=== TEXTE PRÉSENTÉ ===
Lahaut Julien

Politique

Seraing 06/09/1884, Seraing 18/08/1950

L’histoire récente de la Wallonie compte un certain nombre de personnalités politiques assassinées. André Cools et François Bovesse sont certainement les plus connues, mais on ne peut oublier Jules Hiernaux, Désiré Horrent et surtout pas Julien Lahaut. Les circonstances de son exécution par deux tueurs d’extrême droite ont fait l’objet d’une enquête publiée par R. Van Doorslaer et Et. Verhoeyen en 1987, mais de nouvelles recherches sont menées depuis 2011 avec le soutien de la Région wallonne.
=== ENTRÉES EXTRAITES ===
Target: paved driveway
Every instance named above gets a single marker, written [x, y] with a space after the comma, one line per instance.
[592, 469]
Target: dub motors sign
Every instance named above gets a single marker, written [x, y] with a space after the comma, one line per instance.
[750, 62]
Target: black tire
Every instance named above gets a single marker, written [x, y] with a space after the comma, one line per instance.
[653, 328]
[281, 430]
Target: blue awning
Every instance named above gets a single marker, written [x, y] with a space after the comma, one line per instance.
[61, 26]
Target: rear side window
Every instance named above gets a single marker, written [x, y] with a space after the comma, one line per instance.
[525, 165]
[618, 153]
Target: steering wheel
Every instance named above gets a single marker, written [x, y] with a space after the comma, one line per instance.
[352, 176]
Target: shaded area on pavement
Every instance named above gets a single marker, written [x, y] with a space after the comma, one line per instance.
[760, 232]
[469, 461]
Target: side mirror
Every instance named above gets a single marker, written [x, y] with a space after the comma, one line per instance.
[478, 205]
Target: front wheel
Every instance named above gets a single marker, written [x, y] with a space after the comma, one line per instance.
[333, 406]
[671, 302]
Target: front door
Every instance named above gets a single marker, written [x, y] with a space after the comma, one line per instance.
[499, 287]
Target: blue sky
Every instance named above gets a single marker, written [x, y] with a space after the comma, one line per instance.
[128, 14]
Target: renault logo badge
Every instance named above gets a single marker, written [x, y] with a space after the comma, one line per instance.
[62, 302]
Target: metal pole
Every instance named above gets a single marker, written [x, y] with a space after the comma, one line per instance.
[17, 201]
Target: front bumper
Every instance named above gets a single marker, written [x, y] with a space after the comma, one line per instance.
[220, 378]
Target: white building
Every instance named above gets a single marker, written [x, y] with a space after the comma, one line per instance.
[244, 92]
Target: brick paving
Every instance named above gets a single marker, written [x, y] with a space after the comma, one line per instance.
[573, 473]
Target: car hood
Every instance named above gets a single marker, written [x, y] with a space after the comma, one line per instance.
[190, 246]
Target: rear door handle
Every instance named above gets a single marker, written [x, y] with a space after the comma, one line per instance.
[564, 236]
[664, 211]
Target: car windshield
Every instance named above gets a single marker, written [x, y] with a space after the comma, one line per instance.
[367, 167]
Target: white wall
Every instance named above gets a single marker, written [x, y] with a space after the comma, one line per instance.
===
- TÂCHES PROPOSÉES -
1. Répondez à ces questions d'après la notice sur Julien Lahaut :
(a) Dans quelle ville est-il né ?
(b) En quelle année l'enquête de R. Van Doorslaer et Et. Verhoeyen a-t-elle été publiée ?
(c) Quelle institution soutient les nouvelles recherches menées depuis 2011 ?
2. Poursuivez la notice sur Julien Lahaut après sa dernière phrase.
Ces enregistrements n'ont aucun lien avec la notice sur Julien Lahaut.

- LES RÉPONSES -
1.
(a) À Seraing.
(b) En 1987.
(c) La Région wallonne.

2.
Figure marquante du communisme et de l’antifascisme, tribun et meneur d’hommes, « le p’tit Julien » avait entamé sa carrière professionnelle à l’âge de 14 ans. Ouvrier-chaudronnier comme son père, tourneur de métaux (1899), il entre chez Cockerill puis au Val Saint-Lambert. Son implication dans la structuration du mouvement syndical naissant lui coûte son emploi à plusieurs reprises. Le groupe initial Relève-toi (1905) s’étend à plusieurs usines et deviendra la Centrale des Métallurgistes. Lahaut est choisi comme secrétaire permanent par ses camarades ouvriers (1908-1921) qui luttent aussi pour obtenir le droit au suffrage universel. Son engagement syndical lui vaut la prison (1913) quand éclate la Première Guerre mondiale. Se portant volontaire, il est versé dans les auto-canons et est envoyé sur le front russe, à l’instar de Marcel Thiry. Il y vivra la Révolution d’Octobre. À peine rentré (1918), imprégné des idéaux communistes et convaincu de la nécessité d’affilier son parti, le POB, à la troisième Internationale de Lénine, Lahaut se retrouve à la tête de plusieurs mouvements sociaux de l’après-guerre qui revendiquent fermement des améliorations salariales et des conditions de travail. Son jusqu’au-boutisme se heurte de plus en plus au réformisme adopté par le POB.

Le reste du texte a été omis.